--- SUPPLIED ENTRIES ---
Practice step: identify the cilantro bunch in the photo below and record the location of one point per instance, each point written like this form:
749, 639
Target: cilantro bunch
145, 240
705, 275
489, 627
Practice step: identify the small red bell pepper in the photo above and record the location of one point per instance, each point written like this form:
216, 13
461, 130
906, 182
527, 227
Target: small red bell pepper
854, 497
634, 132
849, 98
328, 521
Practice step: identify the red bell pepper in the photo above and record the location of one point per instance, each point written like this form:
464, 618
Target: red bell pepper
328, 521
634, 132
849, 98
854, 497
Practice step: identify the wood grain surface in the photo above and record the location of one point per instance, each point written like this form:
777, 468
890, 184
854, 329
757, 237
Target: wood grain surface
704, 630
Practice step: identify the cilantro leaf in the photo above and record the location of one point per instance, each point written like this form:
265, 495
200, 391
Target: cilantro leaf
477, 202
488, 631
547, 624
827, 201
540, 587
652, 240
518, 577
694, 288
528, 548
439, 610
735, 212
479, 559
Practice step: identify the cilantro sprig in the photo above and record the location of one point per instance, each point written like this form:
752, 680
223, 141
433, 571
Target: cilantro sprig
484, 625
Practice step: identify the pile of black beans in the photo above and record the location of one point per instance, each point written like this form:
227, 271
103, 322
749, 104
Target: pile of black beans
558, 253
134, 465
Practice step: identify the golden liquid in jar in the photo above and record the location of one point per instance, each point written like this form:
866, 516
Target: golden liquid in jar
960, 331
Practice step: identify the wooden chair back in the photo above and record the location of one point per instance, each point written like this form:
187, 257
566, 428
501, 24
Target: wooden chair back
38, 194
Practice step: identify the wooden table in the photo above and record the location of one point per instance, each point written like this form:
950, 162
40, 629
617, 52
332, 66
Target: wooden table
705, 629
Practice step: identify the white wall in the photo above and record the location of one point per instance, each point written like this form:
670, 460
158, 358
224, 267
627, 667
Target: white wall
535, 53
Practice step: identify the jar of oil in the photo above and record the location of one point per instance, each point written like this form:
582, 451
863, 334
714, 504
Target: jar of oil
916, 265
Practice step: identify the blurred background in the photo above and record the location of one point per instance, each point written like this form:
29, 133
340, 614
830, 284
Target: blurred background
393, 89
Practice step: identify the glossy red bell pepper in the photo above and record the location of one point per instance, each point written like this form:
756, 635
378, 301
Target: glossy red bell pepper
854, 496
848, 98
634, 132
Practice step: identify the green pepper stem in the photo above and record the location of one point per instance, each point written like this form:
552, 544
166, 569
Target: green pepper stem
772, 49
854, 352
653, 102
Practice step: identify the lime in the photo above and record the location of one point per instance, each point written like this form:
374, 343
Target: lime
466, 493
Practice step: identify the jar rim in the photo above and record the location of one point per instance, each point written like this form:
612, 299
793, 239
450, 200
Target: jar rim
---
(WHAT YOU WILL DO)
Retype the whole listing, matching it exactly.

(SOLVED EXERCISE)
Practice step: identify the cilantro bunch in the photo below and record the location of one point per instance, each point written like this form:
749, 639
Target: cilantro bunch
145, 240
705, 275
489, 627
Practice step: identify the small red bell pepper in the photo above and record the location of one point per instance, each point written like this form:
216, 13
461, 130
906, 182
527, 227
Target: small red bell pepper
854, 497
634, 132
849, 98
328, 521
Practice step: identify the red bell pepper in the photo above and record the location of one point per instance, each point written like this form:
464, 618
Target: red bell pepper
328, 521
634, 132
849, 98
854, 497
Practice step: identify the wood grain surface in the photo above and record the location of one point per instance, each point written like this form:
777, 468
890, 184
854, 329
757, 237
Target: wood grain surface
704, 630
Practice step: identify the cilantro leaf in the photo above and record the location of one point per instance, each point written like this form:
265, 495
200, 391
Target: cilantro leaf
477, 202
488, 631
547, 624
827, 201
540, 587
652, 240
518, 577
694, 288
528, 548
439, 610
735, 212
479, 559
Practice step: identify the cilantro sprig in the photo above and record the location of one point per instance, each point written like this form:
752, 680
223, 141
433, 571
Target: cilantro sprig
484, 625
Practice step: identify the pile of black beans in the photo above and record the location of one point per instance, each point written like this form:
227, 271
103, 322
749, 104
Target: pile of black beans
558, 253
134, 465
Practice step: identify the golden liquid in jar in the photo above and record the location of one point per instance, each point written like this form:
866, 516
Target: golden liquid in jar
960, 331
Practice step: identify the wooden chair back in the photo above and record the location of one point per instance, each point written like this form:
187, 257
566, 428
501, 24
Target: wooden chair back
38, 194
Practice step: identify the wooden table in the photo above and record the location of one point per instance, each point written like this form:
950, 162
40, 629
617, 52
332, 66
Target: wooden table
705, 629
Practice step: identify the white wall in the photo above and record the location of one point per instance, each point written like this form:
670, 460
158, 358
224, 267
627, 667
Target: white wall
535, 53
Practice step: identify the jar of oil in the photo above and record the location of one point per instance, each point written like this form:
582, 451
863, 334
714, 504
Target: jar of oil
916, 265
Practice step: identify the blurred background in the photo above and record the location of one point per instance, each point written like this form:
29, 133
340, 614
830, 284
Target: blurred background
393, 89
Practice step: identify the glossy red bell pepper in the photo above and record the location of one point per instance, each point written like this form:
756, 635
378, 301
Target: glossy red bell pepper
854, 496
848, 98
634, 132
Practice step: identify the green pepper stem in the photo above and record the location of one point per instance, each point written like this form:
552, 544
166, 569
Target: green pepper stem
772, 49
854, 352
653, 102
Practice step: identify the lime in the photo above and record the location of one point per instance, each point written like this form:
374, 343
Target: lime
466, 493
Practice step: identify the jar rim in the photo above and record the location of one point per instance, each point written like this form:
612, 299
793, 239
450, 200
Target: jar rim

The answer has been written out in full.